| 给定任务 A |
找出记录里包含字符串“shop”的每一行，原样抄出，大小写须一致。

CUDA性能测量与错误处理
- 讨论如何通过CUDA事件来测量它的性能
- 如何通过CUDA代码进行调试
1.测量CUDA程序的性能
1.1 CUDA事件
- CPU端的计时器可能无法给出正确的内核执行时间
- CUDA事件等于是在你的CUDA应用运行的特定时刻被记录的时间戳,通过使用CUDA事件API,由GPU来记录这个时间戳
- 使用CUDA测量时间需要两个步骤:创建事件和记录事件,记录事件(开始时间与结束时间)
- 代码如下:
cpp
复制代码
#include "stdio.h"
#include<iostream>
#include <cuda.h>
#include <cuda_runtime.h>
//Defining number of elements in Array
#define N 50000
//Defining Kernel function for vector addition
__global__ void gpuAdd(int* d_a, int* d_b, int* d_c) {
//Getting Thread index of current kernel
int tid = threadIdx.x + blockIdx.x * blockDim.x;
while (tid < N)
{
d_c[tid] = d_a[tid] + d_b[tid];
tid += blockDim.x * gridDim.x;
}
}
int main(void) {
//Defining host arrays
int h_a[N], h_b[N], h_c[N];
//Defining device pointers
int* d_a, * d_b, * d_c;
//----------创建事件记录起止时间---------------------
cudaEvent_t e_start, e_stop;
cudaEventCreate(&e_start);
cudaEventCreate(&e_stop);
//第一次记录时间戳
cudaEventRecord(e_start, 0);
// allocate the memory
cudaMalloc((void**)&d_a, N * sizeof(int));
cudaMalloc((void**)&d_b, N * sizeof(int));
cudaMalloc((void**)&d_c, N * sizeof(int));
//Initializing Arrays
for (int i = 0; i < N; i++) {
h_a[i] = 2 * i * i;
h_b[i] = i;
}
// Copy input arrays from host to device memory
cudaMemcpy(d_a, h_a, N * sizeof(int), cudaMemcpyHostToDevice);
cudaMemcpy(d_b, h_b, N * sizeof(int), cudaMemcpyHostToDevice);
//Calling kernels passing device pointers as parameters
gpuAdd << <512, 512 >> > (d_a, d_b, d_c);
//Copy result back to host memory from device memory
cudaMemcpy(h_c, d_c, N * sizeof(int), cudaMemcpyDeviceToHost);
cudaDeviceSynchronize();
//再次记录时间戳
cudaEventRecord(e_stop, 0);
//等待所有GPU工作都完成
cudaEventSynchronize(e_stop);
float elapsedTime;
//计算时间插值
cudaEventElapsedTime(&elapsedTime, e_start, e_stop);
printf("Time to add %d numbers: %3.1f ms\n", N, elapsedTime);
int Correct = 1;
printf("Vector addition on GPU \n");
//Printing result on console
for (int i = 0; i < N; i++) {
if ((h_a[i] + h_b[i] != h_c[i]))

| 本题记录 |
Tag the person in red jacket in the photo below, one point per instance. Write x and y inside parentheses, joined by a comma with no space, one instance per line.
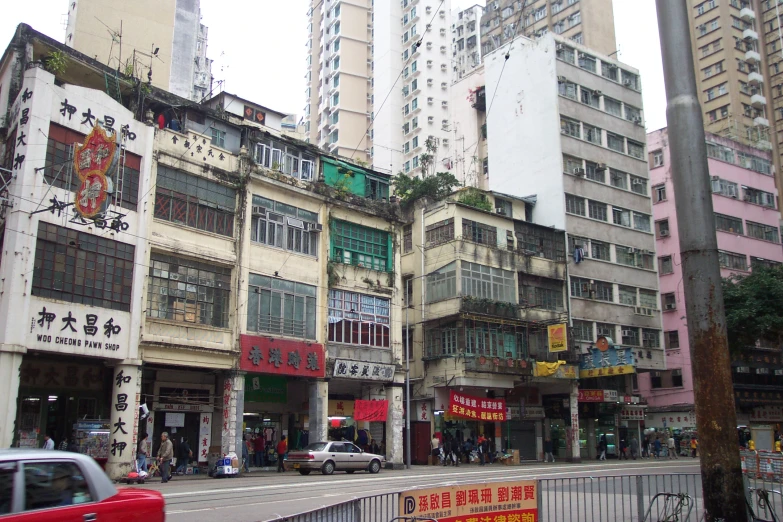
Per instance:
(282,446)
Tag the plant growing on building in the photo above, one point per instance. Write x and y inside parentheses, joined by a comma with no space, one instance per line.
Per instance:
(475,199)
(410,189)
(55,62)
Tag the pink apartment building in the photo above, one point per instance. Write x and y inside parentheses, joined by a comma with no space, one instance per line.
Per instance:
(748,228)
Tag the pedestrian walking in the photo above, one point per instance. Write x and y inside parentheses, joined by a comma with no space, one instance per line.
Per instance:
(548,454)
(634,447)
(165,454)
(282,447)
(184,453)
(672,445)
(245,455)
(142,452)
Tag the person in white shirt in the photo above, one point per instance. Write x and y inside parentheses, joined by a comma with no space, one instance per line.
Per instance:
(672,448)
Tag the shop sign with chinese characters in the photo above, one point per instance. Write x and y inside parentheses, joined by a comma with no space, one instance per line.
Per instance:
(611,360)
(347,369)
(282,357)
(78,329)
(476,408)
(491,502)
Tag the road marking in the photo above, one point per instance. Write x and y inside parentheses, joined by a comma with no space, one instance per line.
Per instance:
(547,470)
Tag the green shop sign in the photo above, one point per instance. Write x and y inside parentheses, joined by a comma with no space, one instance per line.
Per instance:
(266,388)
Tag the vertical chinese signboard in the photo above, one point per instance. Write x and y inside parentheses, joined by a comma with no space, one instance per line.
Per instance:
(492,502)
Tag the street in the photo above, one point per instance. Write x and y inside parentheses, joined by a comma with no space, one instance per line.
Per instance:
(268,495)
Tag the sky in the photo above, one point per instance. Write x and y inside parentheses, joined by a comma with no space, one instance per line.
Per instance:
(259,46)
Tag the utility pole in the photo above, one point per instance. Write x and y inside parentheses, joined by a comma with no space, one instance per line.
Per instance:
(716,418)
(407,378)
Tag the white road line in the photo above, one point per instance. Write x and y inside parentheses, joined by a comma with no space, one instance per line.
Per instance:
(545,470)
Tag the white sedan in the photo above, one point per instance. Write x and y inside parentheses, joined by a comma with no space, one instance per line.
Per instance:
...
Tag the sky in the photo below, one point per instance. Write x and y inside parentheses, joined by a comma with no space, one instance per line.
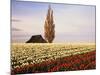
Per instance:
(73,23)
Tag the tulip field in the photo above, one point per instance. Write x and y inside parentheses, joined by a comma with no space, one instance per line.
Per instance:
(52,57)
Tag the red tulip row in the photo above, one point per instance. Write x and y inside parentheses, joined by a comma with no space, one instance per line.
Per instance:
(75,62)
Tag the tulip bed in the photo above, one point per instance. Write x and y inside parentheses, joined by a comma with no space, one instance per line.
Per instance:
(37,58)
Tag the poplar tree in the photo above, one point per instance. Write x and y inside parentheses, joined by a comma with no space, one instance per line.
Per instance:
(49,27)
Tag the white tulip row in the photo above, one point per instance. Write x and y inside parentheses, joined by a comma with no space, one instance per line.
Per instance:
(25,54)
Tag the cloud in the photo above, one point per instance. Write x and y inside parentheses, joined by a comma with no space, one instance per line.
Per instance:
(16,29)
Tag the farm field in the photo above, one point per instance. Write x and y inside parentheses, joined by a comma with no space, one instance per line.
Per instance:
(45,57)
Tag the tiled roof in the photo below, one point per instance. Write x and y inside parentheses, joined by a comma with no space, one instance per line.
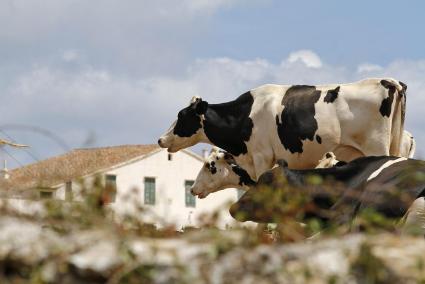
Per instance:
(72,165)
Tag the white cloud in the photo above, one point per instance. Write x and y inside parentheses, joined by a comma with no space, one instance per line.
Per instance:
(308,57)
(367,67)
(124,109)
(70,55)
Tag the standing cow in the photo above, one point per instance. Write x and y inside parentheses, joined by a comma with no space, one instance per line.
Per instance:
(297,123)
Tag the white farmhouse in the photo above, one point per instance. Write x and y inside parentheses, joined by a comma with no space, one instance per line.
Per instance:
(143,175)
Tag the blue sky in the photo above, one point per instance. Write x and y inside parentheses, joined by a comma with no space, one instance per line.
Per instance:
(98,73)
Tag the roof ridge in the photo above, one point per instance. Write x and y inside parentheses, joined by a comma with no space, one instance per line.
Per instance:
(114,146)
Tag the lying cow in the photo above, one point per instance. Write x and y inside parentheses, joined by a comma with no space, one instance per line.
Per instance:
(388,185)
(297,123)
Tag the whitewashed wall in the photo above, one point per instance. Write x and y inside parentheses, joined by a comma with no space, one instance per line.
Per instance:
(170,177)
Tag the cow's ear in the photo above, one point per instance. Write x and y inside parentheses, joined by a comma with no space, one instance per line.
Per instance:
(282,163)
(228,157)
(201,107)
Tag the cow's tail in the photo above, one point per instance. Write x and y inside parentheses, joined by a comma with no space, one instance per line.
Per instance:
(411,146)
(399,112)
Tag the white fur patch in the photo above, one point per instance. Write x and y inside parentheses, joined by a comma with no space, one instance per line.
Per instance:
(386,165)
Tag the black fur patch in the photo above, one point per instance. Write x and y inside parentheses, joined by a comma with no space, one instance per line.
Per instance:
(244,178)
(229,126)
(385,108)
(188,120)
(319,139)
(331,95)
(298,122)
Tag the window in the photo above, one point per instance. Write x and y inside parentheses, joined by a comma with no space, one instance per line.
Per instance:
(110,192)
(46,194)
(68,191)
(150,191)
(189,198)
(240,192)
* * *
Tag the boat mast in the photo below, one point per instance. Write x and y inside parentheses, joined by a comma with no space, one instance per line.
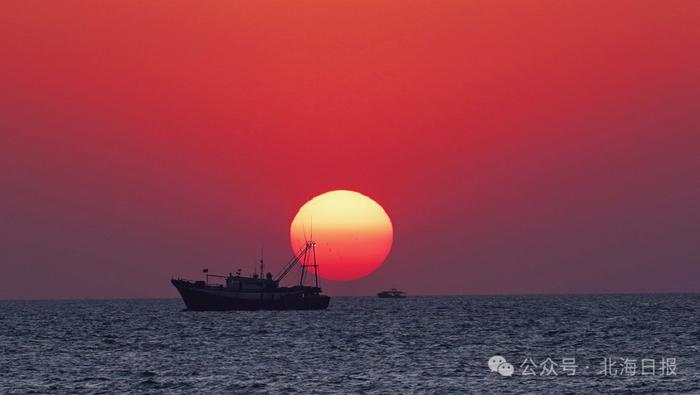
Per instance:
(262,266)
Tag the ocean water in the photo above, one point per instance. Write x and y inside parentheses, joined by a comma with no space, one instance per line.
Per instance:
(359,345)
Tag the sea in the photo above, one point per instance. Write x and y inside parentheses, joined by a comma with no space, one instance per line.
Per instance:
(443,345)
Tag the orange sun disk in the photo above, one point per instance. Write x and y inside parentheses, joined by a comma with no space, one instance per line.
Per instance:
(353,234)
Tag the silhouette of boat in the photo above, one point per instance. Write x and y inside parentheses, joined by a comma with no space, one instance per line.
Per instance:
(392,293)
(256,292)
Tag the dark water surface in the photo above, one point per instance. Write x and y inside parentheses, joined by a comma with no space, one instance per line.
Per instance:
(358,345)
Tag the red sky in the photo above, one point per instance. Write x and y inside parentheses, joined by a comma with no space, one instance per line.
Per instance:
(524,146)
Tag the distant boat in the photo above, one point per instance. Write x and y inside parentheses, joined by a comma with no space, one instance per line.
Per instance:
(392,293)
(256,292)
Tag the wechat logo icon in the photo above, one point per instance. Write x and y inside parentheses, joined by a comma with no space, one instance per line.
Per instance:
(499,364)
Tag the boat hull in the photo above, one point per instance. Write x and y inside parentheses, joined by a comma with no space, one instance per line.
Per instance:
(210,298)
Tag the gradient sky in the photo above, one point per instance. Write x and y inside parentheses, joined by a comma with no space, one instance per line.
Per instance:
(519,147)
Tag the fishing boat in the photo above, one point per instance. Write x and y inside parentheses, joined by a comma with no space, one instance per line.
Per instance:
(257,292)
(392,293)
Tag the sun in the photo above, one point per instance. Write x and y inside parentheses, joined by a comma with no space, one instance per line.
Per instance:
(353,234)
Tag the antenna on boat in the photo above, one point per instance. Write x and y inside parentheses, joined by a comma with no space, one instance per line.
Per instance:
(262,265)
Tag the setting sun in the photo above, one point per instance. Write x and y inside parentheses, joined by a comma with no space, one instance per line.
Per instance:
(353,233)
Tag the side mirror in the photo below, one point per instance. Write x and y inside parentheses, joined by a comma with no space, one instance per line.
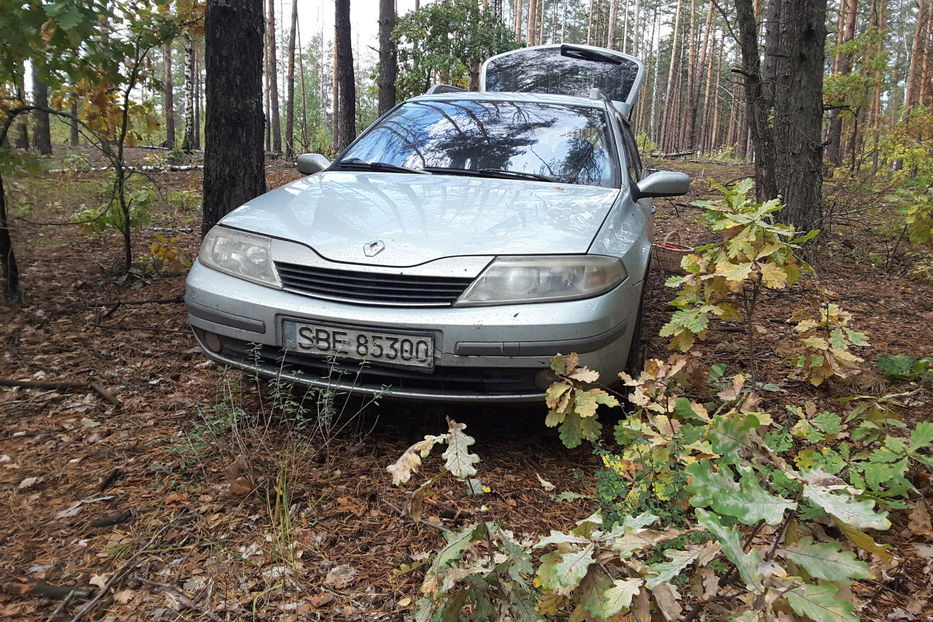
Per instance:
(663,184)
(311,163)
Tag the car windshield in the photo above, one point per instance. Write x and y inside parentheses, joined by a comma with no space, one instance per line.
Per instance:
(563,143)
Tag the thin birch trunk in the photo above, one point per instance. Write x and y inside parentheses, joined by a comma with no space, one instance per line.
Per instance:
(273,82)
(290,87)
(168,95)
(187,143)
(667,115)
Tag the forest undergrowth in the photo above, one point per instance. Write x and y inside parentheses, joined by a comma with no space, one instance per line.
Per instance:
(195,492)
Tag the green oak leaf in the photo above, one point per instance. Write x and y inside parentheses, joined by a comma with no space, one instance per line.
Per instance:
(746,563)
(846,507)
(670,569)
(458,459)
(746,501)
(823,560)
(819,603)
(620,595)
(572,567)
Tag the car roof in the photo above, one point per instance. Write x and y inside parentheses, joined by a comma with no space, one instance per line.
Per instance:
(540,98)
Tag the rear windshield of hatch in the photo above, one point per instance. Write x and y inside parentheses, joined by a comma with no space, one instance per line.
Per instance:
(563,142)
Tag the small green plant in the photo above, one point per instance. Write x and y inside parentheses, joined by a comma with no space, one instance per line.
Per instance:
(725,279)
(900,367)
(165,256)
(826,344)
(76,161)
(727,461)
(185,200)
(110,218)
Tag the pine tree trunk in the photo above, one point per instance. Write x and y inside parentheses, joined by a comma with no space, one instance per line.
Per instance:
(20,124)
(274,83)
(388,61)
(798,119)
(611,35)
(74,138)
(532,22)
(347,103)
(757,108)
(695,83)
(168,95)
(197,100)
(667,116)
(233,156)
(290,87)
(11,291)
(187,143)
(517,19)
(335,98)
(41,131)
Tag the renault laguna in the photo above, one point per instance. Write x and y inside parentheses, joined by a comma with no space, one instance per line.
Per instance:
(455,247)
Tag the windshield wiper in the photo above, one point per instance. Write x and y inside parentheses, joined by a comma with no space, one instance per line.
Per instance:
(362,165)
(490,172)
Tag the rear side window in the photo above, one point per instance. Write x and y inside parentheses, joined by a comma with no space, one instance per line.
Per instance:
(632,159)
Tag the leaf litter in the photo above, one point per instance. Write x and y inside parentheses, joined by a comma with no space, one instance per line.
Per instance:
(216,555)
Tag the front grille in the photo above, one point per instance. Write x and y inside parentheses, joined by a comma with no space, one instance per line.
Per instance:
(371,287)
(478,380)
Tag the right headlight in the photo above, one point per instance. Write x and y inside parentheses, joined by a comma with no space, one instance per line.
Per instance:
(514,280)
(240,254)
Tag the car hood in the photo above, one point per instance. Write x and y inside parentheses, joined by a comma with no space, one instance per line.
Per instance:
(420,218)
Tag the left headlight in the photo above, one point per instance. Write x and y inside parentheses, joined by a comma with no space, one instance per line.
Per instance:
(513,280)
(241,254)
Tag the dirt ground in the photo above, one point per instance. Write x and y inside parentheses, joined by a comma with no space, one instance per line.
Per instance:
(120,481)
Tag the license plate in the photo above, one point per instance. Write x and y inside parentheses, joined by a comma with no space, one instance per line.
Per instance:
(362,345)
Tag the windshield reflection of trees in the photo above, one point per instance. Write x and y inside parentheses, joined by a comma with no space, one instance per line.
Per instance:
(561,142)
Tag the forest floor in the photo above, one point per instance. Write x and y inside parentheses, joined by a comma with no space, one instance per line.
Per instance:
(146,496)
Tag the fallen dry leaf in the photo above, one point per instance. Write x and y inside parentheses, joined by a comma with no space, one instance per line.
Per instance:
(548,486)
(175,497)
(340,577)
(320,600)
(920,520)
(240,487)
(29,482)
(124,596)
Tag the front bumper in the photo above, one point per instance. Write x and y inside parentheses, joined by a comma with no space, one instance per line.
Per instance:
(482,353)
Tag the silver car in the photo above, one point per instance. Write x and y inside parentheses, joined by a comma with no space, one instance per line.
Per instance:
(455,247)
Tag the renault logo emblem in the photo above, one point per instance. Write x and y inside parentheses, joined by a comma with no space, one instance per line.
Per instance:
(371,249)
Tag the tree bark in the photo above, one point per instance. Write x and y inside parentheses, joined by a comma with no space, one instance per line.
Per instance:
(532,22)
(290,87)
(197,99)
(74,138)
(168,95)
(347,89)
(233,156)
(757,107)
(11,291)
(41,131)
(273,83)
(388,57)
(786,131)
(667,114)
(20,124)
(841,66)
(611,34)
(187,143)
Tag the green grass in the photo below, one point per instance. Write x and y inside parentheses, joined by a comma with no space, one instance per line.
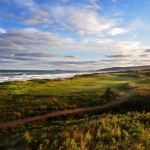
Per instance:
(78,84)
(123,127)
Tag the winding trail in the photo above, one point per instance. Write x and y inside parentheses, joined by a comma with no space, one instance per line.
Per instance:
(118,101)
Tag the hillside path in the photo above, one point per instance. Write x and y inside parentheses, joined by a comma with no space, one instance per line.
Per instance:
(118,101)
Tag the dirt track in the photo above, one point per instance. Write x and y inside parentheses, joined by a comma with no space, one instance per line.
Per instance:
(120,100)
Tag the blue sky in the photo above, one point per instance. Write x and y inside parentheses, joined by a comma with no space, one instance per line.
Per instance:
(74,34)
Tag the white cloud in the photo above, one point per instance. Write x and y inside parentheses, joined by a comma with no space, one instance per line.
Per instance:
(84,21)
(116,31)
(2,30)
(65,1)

| 给定任务 B |
选段的代码用 #include 引入了哪些头文件？请全部列出。

| 任务结果 A |
Tag the shop sign with chinese characters in the photo above, one point per instance. Write x and y inside parentheses, joined by a comma with no space, one instance per line.
Tag the green shop sign in the photo above, one point per instance. Write x and y inside parentheses, joined by a comma with no space, one instance per line.

| 任务结果 B |
stdio.h
iostream
cuda.h
cuda_runtime.h